### WHAT YOU ARE ASKED TO DO
Copy out the listing below in full, requests included, and shift every answer coordinate, both x and y, up by 85.

>> BEGIN INFORMATION GIVEN

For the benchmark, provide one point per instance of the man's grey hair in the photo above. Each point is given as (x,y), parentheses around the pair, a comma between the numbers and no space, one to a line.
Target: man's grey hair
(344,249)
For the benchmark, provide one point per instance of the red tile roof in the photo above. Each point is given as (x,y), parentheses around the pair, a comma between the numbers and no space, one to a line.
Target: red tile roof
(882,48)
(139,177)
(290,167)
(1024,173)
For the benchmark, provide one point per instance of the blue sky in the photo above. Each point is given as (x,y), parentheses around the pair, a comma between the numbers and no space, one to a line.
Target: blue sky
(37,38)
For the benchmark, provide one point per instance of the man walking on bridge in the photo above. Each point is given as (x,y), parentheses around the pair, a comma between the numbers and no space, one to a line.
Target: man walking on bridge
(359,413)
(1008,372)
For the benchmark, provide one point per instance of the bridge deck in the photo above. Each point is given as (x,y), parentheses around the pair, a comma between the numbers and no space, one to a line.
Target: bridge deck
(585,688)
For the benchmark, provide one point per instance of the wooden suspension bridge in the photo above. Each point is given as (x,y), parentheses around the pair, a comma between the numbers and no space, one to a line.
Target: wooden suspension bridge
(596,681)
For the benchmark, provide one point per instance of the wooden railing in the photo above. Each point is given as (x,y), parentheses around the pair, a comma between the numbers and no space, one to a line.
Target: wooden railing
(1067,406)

>> END INFORMATION GIVEN

### SOLUTION FOR THIS PROBLEM
For the benchmark, provide one point per instance of the man's grey hair in the photo above. Each point is given as (x,y), parentheses around the pair, a comma between the numbers and no space, one to a line.
Target: man's grey hair
(429,334)
For the benchmark, provide one point per instance of the red tile roof in the photo above. Each point is given as (x,y), parentheses around the pair, a comma between the numbers and no space, one to a line.
Target: red tile roof
(967,133)
(224,262)
(375,252)
(1109,258)
For the benchmark, provide one point per instance of the blue sky in the photo above. Each point is given as (x,y), parentheses around the pair, a comma between the numbers and no space, one to a line.
Target: blue sky
(122,123)
For the benchmark, provide one point per instance of the man walking on bridge in the photo above. Each point is given as (x,y), parentheses around the pair, a comma between the numbers and no space, one to a line.
Target: man walking on bridge
(444,498)
(1093,457)
For the benchmark, provide one point per instance of the bridge deck in the photo above. Each point is given as (x,y), parentheses around the pair, a comma between the numbers and no space, one to a line.
Target: bridge deck
(670,773)
For the benchmark, provide one point per instance of the wooden suspension bridge in the photo above. Each point is given as (x,y), parentheses around the pair, a comma between the numbers and no space, one to a line.
Target: wooden suspension bridge
(681,766)
For the benchmark, provide one point per instance of the wooden railing in the photo above. Each point is given as (x,y), parentheses around the pair, a comma between the numbers and no space, one to a line.
Target: wooden railing
(1152,491)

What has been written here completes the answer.